◆ Exercise brief
Arrange the records below as a two-column CSV with the columns "query" and "points" and one row per record. Put each record's text and its answer in single quoted fields, replace line breaks with spaces, and leave out the pictures.

◆ Data extract

————

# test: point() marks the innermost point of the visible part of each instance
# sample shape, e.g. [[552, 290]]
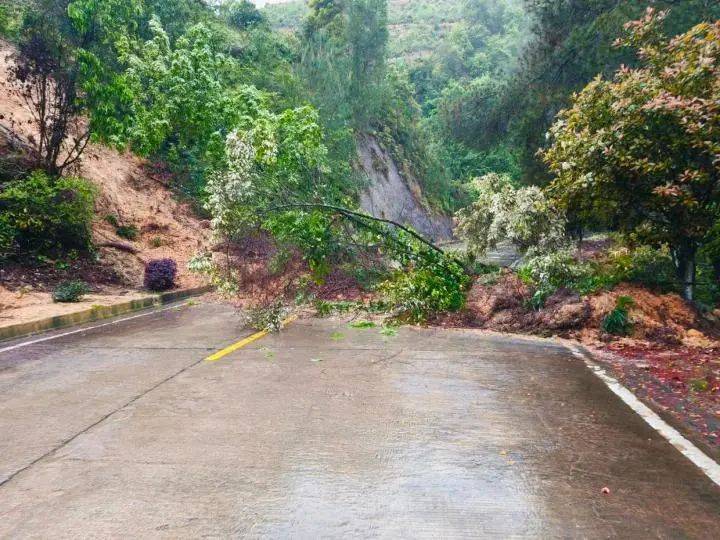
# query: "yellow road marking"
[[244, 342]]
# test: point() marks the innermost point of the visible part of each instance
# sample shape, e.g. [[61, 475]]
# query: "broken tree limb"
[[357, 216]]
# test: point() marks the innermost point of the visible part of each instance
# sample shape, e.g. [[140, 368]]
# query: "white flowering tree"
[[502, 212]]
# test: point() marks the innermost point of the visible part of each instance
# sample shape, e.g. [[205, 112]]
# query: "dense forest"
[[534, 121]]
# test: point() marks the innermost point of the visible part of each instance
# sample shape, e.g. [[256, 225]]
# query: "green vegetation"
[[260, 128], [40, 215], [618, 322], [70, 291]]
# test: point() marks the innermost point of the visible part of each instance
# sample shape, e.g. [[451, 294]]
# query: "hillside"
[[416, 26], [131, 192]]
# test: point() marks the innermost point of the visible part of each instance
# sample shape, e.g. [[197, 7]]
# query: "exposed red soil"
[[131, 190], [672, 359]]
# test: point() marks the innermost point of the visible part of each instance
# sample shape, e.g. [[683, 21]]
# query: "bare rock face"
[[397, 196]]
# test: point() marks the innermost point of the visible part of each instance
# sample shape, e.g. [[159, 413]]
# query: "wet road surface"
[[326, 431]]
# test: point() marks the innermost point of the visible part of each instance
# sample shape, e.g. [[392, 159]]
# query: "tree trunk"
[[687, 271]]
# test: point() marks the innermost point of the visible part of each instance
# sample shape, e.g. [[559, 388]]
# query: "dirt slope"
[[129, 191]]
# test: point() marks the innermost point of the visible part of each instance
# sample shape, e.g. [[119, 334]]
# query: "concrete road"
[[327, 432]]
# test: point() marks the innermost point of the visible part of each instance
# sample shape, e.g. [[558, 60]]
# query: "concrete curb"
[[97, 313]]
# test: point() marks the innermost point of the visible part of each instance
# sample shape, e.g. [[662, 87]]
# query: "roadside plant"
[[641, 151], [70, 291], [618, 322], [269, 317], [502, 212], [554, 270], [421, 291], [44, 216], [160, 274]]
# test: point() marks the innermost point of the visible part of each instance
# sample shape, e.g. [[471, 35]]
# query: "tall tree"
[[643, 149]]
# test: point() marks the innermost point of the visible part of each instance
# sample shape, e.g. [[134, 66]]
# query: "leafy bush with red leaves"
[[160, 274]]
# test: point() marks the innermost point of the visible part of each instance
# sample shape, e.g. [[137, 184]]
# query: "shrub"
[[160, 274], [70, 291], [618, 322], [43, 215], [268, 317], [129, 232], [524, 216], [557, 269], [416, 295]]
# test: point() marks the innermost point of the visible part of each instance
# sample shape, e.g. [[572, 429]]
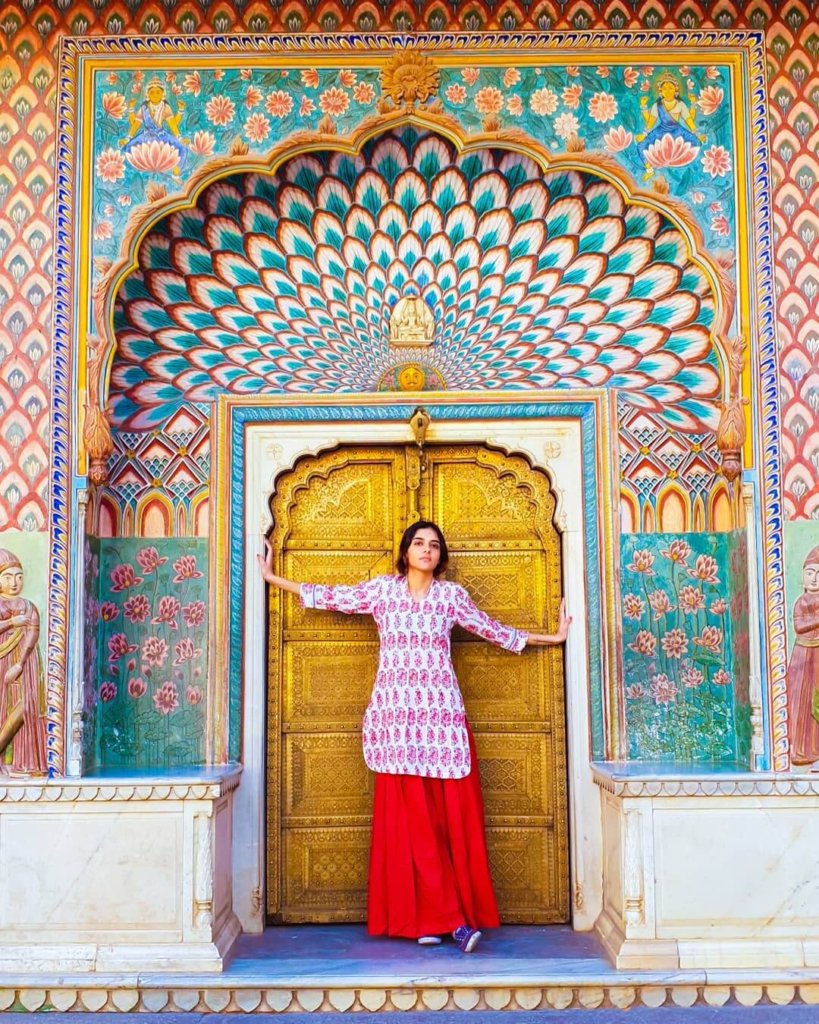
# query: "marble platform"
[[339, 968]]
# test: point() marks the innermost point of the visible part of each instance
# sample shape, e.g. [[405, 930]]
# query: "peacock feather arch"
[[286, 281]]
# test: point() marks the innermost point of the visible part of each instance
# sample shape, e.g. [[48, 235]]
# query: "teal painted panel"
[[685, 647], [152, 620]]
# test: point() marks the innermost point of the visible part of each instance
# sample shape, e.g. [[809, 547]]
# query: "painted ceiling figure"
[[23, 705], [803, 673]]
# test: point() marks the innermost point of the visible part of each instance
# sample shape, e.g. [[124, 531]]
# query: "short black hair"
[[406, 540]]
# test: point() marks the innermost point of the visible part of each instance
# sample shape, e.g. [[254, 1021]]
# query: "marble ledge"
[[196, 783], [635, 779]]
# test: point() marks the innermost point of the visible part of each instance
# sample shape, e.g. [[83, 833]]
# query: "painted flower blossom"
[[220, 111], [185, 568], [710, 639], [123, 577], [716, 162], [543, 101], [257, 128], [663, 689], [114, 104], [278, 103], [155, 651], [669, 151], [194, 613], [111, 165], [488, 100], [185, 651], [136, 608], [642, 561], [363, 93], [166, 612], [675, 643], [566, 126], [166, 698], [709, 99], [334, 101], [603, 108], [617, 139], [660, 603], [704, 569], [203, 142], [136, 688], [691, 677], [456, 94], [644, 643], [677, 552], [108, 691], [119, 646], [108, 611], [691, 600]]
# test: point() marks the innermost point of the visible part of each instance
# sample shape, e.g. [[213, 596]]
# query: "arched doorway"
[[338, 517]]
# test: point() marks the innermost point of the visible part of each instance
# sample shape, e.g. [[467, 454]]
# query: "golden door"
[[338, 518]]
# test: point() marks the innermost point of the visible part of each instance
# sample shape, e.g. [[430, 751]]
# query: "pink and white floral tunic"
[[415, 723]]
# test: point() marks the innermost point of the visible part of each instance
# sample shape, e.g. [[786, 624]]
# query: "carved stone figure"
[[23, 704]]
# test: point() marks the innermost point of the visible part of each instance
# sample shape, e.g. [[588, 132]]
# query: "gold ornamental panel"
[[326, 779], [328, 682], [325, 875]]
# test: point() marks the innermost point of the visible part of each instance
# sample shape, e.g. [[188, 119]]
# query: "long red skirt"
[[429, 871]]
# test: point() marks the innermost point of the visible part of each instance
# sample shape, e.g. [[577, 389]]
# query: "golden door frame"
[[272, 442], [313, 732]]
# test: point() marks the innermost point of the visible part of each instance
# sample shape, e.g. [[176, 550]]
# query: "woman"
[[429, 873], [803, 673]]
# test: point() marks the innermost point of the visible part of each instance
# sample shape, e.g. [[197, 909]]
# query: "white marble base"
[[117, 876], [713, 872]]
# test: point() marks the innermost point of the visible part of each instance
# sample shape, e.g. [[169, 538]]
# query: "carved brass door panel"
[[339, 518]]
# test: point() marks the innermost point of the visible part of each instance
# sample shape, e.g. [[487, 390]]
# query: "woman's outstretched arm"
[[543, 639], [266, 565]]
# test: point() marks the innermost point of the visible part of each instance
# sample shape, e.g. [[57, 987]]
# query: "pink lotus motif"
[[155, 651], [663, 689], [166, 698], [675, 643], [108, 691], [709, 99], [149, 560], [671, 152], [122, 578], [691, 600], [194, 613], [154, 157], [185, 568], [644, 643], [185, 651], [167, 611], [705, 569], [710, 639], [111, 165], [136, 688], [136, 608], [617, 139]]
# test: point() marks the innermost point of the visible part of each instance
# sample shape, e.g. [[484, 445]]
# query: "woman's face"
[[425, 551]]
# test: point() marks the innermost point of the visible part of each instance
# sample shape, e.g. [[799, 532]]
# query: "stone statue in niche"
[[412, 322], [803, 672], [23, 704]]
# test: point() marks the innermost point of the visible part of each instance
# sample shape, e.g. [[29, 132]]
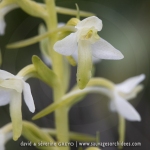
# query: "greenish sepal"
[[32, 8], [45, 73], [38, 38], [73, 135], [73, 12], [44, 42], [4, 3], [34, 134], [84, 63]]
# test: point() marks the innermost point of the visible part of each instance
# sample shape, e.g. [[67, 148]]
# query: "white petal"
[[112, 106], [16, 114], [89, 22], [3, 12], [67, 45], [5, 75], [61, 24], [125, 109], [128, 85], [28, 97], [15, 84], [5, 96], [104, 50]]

————

◆ Response to this task
query,points
"# test: point() marks the innermost point of the visible part of each instance # sample shape, e.g. [[552, 290]] # query: ""yellow road marking""","[[244, 342]]"
"# test: point() marks the innermost point of the visible part of each instance # sample shape, e.g. [[61, 475]] # query: ""broken tree limb""","[[357, 216]]"
"# test: point() marks the innermost point of the visible part of each instance # sample shape, e.g. [[140, 368]] # query: ""white flowering tree""","[[502, 212]]"
"# test: point() marks the innermost point of the visible part of each instance # sample shape, e.g. [[205, 112]] # query: ""dense forest""","[[534, 121]]"
"# test: point() marks the innermost point of the visible part of each instance # sample shape, e.g. [[256, 225]] # query: ""green vegetation""","[[260, 128], [40, 215], [618, 322], [70, 291]]"
"# test: point() marks the innermost point of the visible part of each instance # sample shape, e.g. [[451, 294]] # query: ""hillside""","[[416, 26], [131, 192]]"
"# test: point() marks the innermost point of the visible part of each instance # sample shape, e.g. [[197, 7]] # query: ""exposed red soil""","[[131, 190], [672, 359]]"
"# test: point() marks the innermost point of the visible part of each instance # sample shape, e.g. [[683, 21]] # query: ""bare rock face""","[[397, 196]]"
"# test: point() marks the innermost point of the visible part of each instance # sample shape, e.g. [[159, 413]] # query: ""wet road surface""","[[326, 431]]"
"# test: point() marks the innermost point of the visible part of each instance # sample shape, e.g. [[392, 159]] # query: ""tree trunk""","[[687, 271]]"
"# test: point() marks the innermost point of the visible part of each instance # sample shape, e.g. [[559, 388]] # query: ""dirt slope""","[[129, 191]]"
"# test: point() marks the innermost point of the visible part of each instance # sample shape, e.g. [[119, 334]] # query: ""concrete road""","[[327, 432]]"
"# test: point() marks the innermost point of the visible part of each instance # sample shape, e.g. [[558, 60]] # query: ""concrete curb""","[[97, 313]]"
"# test: point() marks the innermost point of the visible part of each instance # sample shape, e.g. [[662, 87]] # query: ""roadside plant""","[[641, 151], [70, 291], [618, 322], [269, 317], [502, 212], [554, 270], [421, 291], [44, 216], [160, 274]]"
"# test: point() marks the innermost point of the visible part of each instance # sample shape, e.g. [[471, 35]] # query: ""tall tree""","[[643, 149]]"
"# test: point() marks the innermost point of the visible part of each instance # sample shape, e.g. [[134, 66]] # query: ""leafy bush with red leaves""","[[160, 274]]"
"# test: point() marks the innermost point of the visible part of each instance # sample shape, e.g. [[137, 184]] # query: ""shrub""","[[160, 274], [70, 291], [618, 322], [43, 215], [268, 317], [129, 232], [524, 216], [557, 269], [416, 295]]"
"# test: point() marks the innermost point of the visible part of each instance # sample shape, e.g. [[572, 429]] # query: ""marble platform""","[[339, 968]]"
"# test: point() marks the innermost point of the visible part of each instance # sample shape, e.g. [[405, 930]] # query: ""peacock feather arch""","[[286, 281]]"
"# test: point() marks the innermost point of the visible part of each instance # sample shape, e.g. [[48, 235]] # query: ""teal painted panel""","[[685, 647], [152, 620]]"
"# test: point() marks the innermost point of the visible part of each instance # sample shape, e.g. [[809, 547]] # query: ""painted ceiling figure""","[[23, 705], [803, 673]]"
"# test: point() marks the innermost point of the visible part of each instance # sample shape, e.g. [[124, 531]] # query: ""short black hair""","[[406, 540]]"
"# test: point() marks the innermost point of the visible part of each instance # sample shape, e.g. [[254, 1021]] # query: ""marble ledge""","[[196, 783], [635, 779]]"
"# test: point() marks the innermost point of the visible part of each instance # sample shape, e.g. [[83, 833]] # query: ""painted flower blossom""","[[220, 111], [185, 568], [710, 639], [123, 577], [716, 162], [543, 101], [257, 128], [663, 689], [114, 104], [278, 103], [155, 651], [669, 151], [194, 613], [111, 165], [488, 100], [185, 651], [136, 608], [642, 561], [363, 93], [166, 612], [675, 643], [566, 126], [166, 698], [709, 99], [334, 101], [603, 108], [617, 139], [660, 603], [704, 569], [203, 142], [136, 688], [691, 677], [456, 94], [644, 643], [677, 552], [108, 691], [119, 646], [108, 611], [691, 600]]"
"# test: point() marks the innermost point of the visible part of each instance # sample shape, e.g. [[213, 596]] # query: ""arched doorway""","[[338, 517]]"
"# test: point() marks the innermost point of the visible part of each instance # sample shape, e.g. [[467, 454]] # query: ""golden door""","[[338, 518]]"
"# test: point() marks the innermost point of the visible part of each instance # sample shape, e.g. [[430, 751]] # query: ""pink and white floral tunic""","[[415, 723]]"
"# test: point() marks the innermost point of the visible part of each instance # sample shape, e.g. [[786, 624]] # query: ""carved stone figure""","[[23, 704]]"
"# test: point() marks the innermost point of the visible part of each instance # sample shape, e.g. [[588, 132]] # query: ""gold ornamental panel""","[[326, 779], [328, 682], [325, 875]]"
"# test: point() marks the innermost point of the visible part of each instance # sample shape, e.g. [[188, 119]] # query: ""long red skirt""","[[429, 871]]"
"# test: point() marks the innermost point of the visible part of each instance # sample shape, e.g. [[577, 389]] # query: ""golden door frame""","[[272, 442], [313, 732]]"
"# test: point() marks the innermost point of the visible part of each instance # sample shape, e.g. [[176, 550]] # query: ""woman""","[[429, 873], [803, 673]]"
"# test: point() marks the innermost point of the visible part of each instance # sample shape, e.g. [[197, 909]] # query: ""white marble base""","[[117, 876], [713, 872]]"
"# test: point() marks the innermost point of the visible part of each instance # sample shape, e.g. [[169, 538]] # query: ""carved brass door panel""","[[339, 518]]"
"# test: point() marks the innermost point of the visible part of each instance # sample shape, e.g. [[487, 390]] # query: ""woman's outstretched arm""","[[543, 639], [266, 565]]"
"# test: point() marks the innermost point of the visible part of each instance # sample shape, e.g. [[57, 987]] # query: ""pink lotus motif""","[[155, 651], [663, 689], [166, 698], [675, 643], [108, 691], [709, 99], [149, 560], [671, 152], [122, 578], [691, 600], [194, 613], [154, 157], [185, 568], [644, 643], [185, 651], [167, 611], [705, 569], [710, 639], [111, 165], [136, 688], [136, 608], [617, 139]]"
"# test: point() marks the innermost point of the visible part of each instance # sample shape, e.g. [[484, 445]] # query: ""woman's face""","[[425, 551]]"
"# test: point() marks the innermost point of the visible part of each instance # sample shape, e.g. [[799, 532]] # query: ""stone statue in niche""","[[412, 322], [803, 672], [23, 704]]"
"# test: point() marks the innermost point of the visible part of each instance # sample shape, e.g. [[29, 132]] # query: ""greenish sepal""","[[32, 8], [45, 73], [38, 38], [73, 135], [73, 12], [44, 42], [4, 3], [34, 134], [84, 63]]"
"# test: point() marks the innermost point of the visible part of each instance # sample shape, e.g. [[67, 148]] # query: ""white petal""","[[112, 106], [16, 114], [89, 22], [3, 12], [67, 45], [5, 75], [61, 24], [125, 109], [128, 85], [28, 97], [15, 84], [5, 96], [104, 50]]"